Consigne –
Pour chacune des trois affirmations ci-dessous, dites si l'extrait sur l'organisation des producteurs la confirme, en répondant par oui ou par non et en citant mot pour mot les termes décisifs du texte.
1. La première forme d'organisation entretient un lien particulier avec la Moyenne Vallée du Rhône.
2. La seconde forme d'organisation fonctionne comme un club dont l'entrée est restreinte.
3. Les arboriculteurs rencontrent davantage les producteurs de miel.

Extrait du texte –
*****

On a donc deux formes d’organisation très différentes. La première relève plutôt d’une construction institutionnelle souple, l’objectif étant de rassembler le plus de producteurs possibles et d’être visible à l’échelle nationale, il n’y a pas de lien particulier avec la Moyenne Vallée du Rhône. La seconde constitue une initiative portée par un groupe d’acteurs locaux, identifiés à un territoire particulier qui délimite l’ampleur de leur action. Le fonctionnement type club, avec restriction à l’entrée, permet de maintenir une rente pour les producteurs et artisans membres de l’association.

La recherche d’autres produits locaux pour compléter la gamme de fruits ainsi que les quelques liens avec les réseaux touristiques contribuent à l’ouverture des réseaux territoriaux des arboriculteurs. Les liens entre secteurs de production agricole et non agricole sont renforcés, les arboriculteurs rencontrent ainsi davantage les producteurs de fromages, de charcuteries, de miel, de légumes, etc.

*****

Segment de données –
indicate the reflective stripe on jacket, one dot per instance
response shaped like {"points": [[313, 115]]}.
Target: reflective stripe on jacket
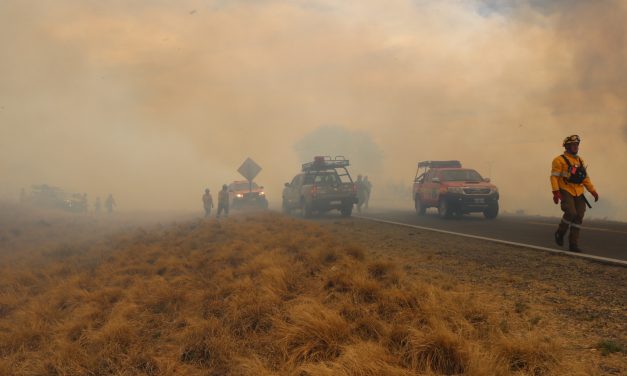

*****

Résultat –
1. Non : « il n’y a pas de lien particulier avec la Moyenne Vallée du Rhône ».
2. Oui : « Le fonctionnement type club, avec restriction à l’entrée ».
3. Oui : « les arboriculteurs rencontrent ainsi davantage les producteurs de fromages, de charcuteries, de miel, de légumes, etc. ».